*DATA TO USE:*
================================

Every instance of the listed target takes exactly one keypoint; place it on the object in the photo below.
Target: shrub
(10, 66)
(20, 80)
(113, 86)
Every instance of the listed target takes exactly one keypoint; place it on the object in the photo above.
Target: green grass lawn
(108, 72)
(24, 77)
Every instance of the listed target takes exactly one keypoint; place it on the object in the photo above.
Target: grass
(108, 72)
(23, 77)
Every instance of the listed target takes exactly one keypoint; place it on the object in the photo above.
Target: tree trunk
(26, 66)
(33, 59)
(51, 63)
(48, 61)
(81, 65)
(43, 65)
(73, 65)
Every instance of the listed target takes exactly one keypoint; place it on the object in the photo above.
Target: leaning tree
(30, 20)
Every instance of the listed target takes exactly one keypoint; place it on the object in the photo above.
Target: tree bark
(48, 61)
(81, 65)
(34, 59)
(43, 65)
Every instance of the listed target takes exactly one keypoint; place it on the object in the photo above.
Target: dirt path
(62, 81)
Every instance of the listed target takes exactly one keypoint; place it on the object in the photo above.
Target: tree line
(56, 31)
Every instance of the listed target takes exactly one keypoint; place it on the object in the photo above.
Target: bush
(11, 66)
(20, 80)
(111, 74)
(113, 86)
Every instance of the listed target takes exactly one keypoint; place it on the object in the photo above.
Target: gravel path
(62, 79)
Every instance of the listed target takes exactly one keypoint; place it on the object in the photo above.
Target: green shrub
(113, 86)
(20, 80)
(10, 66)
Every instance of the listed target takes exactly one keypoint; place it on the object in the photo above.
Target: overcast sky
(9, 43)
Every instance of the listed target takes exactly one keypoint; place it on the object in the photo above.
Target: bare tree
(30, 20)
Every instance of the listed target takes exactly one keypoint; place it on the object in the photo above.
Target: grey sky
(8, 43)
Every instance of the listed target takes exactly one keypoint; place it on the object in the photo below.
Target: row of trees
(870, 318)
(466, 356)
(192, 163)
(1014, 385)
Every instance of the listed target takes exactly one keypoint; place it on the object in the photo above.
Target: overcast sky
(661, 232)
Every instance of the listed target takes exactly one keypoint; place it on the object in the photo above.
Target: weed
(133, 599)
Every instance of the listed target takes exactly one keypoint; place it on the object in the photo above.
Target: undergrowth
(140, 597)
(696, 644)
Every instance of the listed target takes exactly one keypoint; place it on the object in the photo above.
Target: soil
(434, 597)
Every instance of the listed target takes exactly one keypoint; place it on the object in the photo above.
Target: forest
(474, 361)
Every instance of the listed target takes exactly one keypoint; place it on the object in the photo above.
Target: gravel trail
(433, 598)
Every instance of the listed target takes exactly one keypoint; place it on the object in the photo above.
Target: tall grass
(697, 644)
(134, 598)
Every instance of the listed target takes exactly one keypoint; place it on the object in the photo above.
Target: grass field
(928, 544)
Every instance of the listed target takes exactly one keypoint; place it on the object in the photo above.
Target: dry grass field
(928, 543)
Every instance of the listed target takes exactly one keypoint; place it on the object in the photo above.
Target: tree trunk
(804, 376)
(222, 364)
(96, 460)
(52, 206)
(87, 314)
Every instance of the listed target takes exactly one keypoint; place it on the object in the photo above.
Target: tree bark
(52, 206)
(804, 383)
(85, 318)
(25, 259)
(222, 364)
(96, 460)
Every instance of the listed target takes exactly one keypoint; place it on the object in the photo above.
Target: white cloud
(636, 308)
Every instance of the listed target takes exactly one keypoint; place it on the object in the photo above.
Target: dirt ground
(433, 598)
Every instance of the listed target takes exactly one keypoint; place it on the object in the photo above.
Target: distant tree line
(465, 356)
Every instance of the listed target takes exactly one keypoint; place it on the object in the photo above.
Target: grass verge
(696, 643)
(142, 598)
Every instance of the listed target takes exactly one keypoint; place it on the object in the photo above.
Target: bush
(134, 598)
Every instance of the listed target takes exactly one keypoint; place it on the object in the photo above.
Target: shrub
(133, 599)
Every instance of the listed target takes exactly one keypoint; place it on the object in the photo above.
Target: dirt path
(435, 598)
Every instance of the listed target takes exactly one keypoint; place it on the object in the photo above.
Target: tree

================================

*WORK INSTRUCTIONS:*
This exercise asks for every line of the records to be repeated exactly.

*ANSWER FOR THIS EXERCISE:*
Every instance of the listed target takes exactly one keypoint; place it on the object in the photo below.
Target: shrub
(10, 66)
(20, 80)
(113, 86)
Every instance of the listed target takes exactly one keypoint; place it on the object in the photo above.
Target: green grass lawn
(108, 72)
(24, 77)
Every instance of the listed target takes exactly one keypoint; place it on the object in the photo above.
Target: grass
(108, 72)
(23, 77)
Every instance of the listed target takes exactly one keypoint; place it on the object in the photo above.
Target: tree trunk
(26, 66)
(33, 59)
(51, 63)
(48, 61)
(81, 65)
(43, 65)
(73, 65)
Every instance of the listed target takes exactly one keypoint; place it on the object in the photo above.
Target: leaning tree
(30, 20)
Every instance of the listed target takes exactly one keypoint; place it on the object in the photo above.
Target: tree bark
(48, 61)
(81, 65)
(34, 59)
(43, 65)
Every instance of the listed target takes exactly one keypoint; place it on the object in the photo above.
Target: dirt path
(62, 81)
Every instance of the listed target takes exactly one keypoint; place it on the object in the photo above.
Target: tree line
(56, 31)
Every instance of the listed target takes exactly one keypoint; place it on the object in the photo above.
Target: bush
(11, 66)
(20, 80)
(111, 74)
(113, 86)
Every instance of the listed target takes exactly one keypoint; place it on the object in the photo above.
Target: gravel path
(62, 79)
Every instance of the listed target takes exactly one keypoint; place it on the object in the photo above.
Target: green shrub
(113, 86)
(20, 80)
(10, 66)
Every instance of the listed target takes exactly one keypoint; place it on the object in the photo above.
Target: overcast sky
(9, 43)
Every instance of the listed target takes exactly one keypoint; place it on the object in the photo above.
Target: bare tree
(30, 20)
Every instance of the listed target takes exactly one keypoint; place it on the object in the photo above.
Target: grey sky
(8, 43)
Every instance of the listed target takes exactly one keypoint; place it on the object in the photo below.
Target: row of trees
(870, 318)
(466, 356)
(192, 163)
(1014, 385)
Every instance of the listed target takes exactly one keypoint; place it on the object in the photo above.
Target: overcast sky
(661, 232)
Every instance of the listed target takes exactly one keypoint; place it on the object in the photo above.
Target: weed
(133, 599)
Every instance of the listed target takes exactly one keypoint; place it on the object in the photo above.
Target: undergrowth
(140, 597)
(696, 644)
Every instance of the listed target takes exactly one keypoint; place it on the object in the photo above.
Target: soil
(434, 597)
Every instance of the listed target takes exactly one keypoint; place it on the object in the photo above.
Target: forest
(474, 361)
Every instance of the listed target takes exactly one keypoint; place it on the object in the photo above.
Target: gravel trail
(433, 598)
Every instance of the listed target takes exactly one keypoint; place it on the object in the photo above.
Target: tall grass
(697, 644)
(134, 598)
Every instance of the listed target takes exactly one keypoint; place it on the object in the photo above.
Target: grass field
(928, 544)
Every instance of the listed target takes exactly one keypoint; place it on the object in the photo above.
Target: dry grass field
(928, 543)
Every instance of the listed target takes exactly one keypoint; place it on the object in the photo above.
Target: tree trunk
(804, 376)
(222, 364)
(96, 460)
(52, 206)
(87, 314)
Every instance of the listed target takes exactly one keypoint; place it on the object in the photo above.
Target: tree bark
(52, 206)
(804, 383)
(85, 318)
(25, 259)
(222, 364)
(96, 460)
Every instance of the listed target takes exactly one keypoint; place it on the object in the photo above.
Target: white cloud
(636, 308)
Every instance of the listed target takes exactly one keypoint; place it on the object in the photo above.
Target: dirt ground
(433, 598)
Every instance of the listed target takes exactly one keypoint; place it on the object in the photo above.
Target: distant tree line
(465, 356)
Every instance of the listed target takes exactly one keypoint; place it on the object in the photo above.
Target: grass verge
(696, 643)
(142, 598)
Every instance of the listed target takes exactly one keypoint; place it on the object in the photo above.
Target: bush
(134, 598)
Every instance of the listed target takes exactly one keypoint; place it on the object in the photo above.
Target: shrub
(133, 599)
Every instance of the listed target takes exactly one keypoint; place it on the object in the photo above.
Target: dirt path
(435, 598)
Every instance of the listed target takes exactly one keypoint; place it on the object in the photo above.
Target: tree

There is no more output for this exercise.